START Page excerpt
Although this hypothetical example may be considered fanciful, it is illustrative of what occurred when the kinetic theory of gases was proposed in opposition to the prevailing phenomenological theory. For the phenomenological theory of gases (i.e. based on describing the behaviour of gases via the laws of thermodynamics), Brownian motion was an instance of a perpetuum mobile that refuted the second law of thermodynamics, which expressly disallows perpetual motion. (In brief, the apparently random movement of the Brownian particle seems to go on indefinitely, suggesting that somehow the particle does not run out of energy. In kinetic terms, however, we now say that it is being “bumped” by other molecules, explaining both its behaviour and where its energy comes from). Following his studies of Brownian motion, Einstein was able to entirely recast the phenomenological theory in kinetic terms (see the 1956 edition of his Investigations on the Theory of the Brownian Motion), in spite of having no experimental motivation to do so beyond the known difficulties; after all, the differences in temperature expected, if the kinetic theory was correct, were below the range of detection of thermometers (see Fürth, 1933). Nevertheless, the new theory prevailed when Einstein used it to derive statistical predictions for the behaviour of the Brownian particle by assuming that molecules existed and a mechanical account of the motion could be given. (Feyerabend (1963 (1999, pp.92-94)) made this argument for a different reason, which Laymon (1977) disputed.) This decision could later be justified by the eventual successes of the kinetic programme, but this is only to say that parsimony was discussed after the event, if at all. The possibility of applying Ockham’s Razor was again not considered, nor could it be of any use.

Applying Ockham’s Razor, part 3: The special theory of relativity

By way of a third example, consider that when Einstein published his 1905 paper on special relativity the first response remarked on how his ideas had been decisively refuted by Kaufman’s papers of that year and the next in the Annalen der Physik (in issues 19 and 20, especially his Über die Konstitution des Electrons (1906, p.487)). Kaufman began, in italics, by saying that the “measurement results are not compatible with the Lorentz-Einstein fundamental assumptions”. To see how convincing Kaufman’s work was considered at the time, note that Lorentz wrote to Poincaré in March of 1906, saying that his theory was “in contradiction with Kaufman’s results, and I must abandon it.” The latter agreed and could offer no advice. A glance through the journal and the absence of significant (indeed, for quite some time, any) response shows how seriously Kaufman’s objections were taken. (See Feyerabend, 1999, pp.146-148 for more detail on this and the below.)
END Page excerpt
**Do this**
Translate this sentence from the page excerpt on Ockham’s Razor into Spanish: "The possibility of applying Ockham’s Razor was again not considered, nor could it be of any use." The lines come from a source unrelated to the page excerpt.
START Dataset extract
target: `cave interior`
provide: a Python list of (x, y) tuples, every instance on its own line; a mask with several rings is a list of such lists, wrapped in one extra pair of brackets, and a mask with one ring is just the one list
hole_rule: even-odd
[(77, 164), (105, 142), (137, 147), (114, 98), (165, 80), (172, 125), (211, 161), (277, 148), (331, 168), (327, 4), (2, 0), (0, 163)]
END Dataset extract
**Written reply**
Una vez más, no se consideró la posibilidad de aplicar la navaja de Ockham, ni tampoco podría ser de utilidad alguna.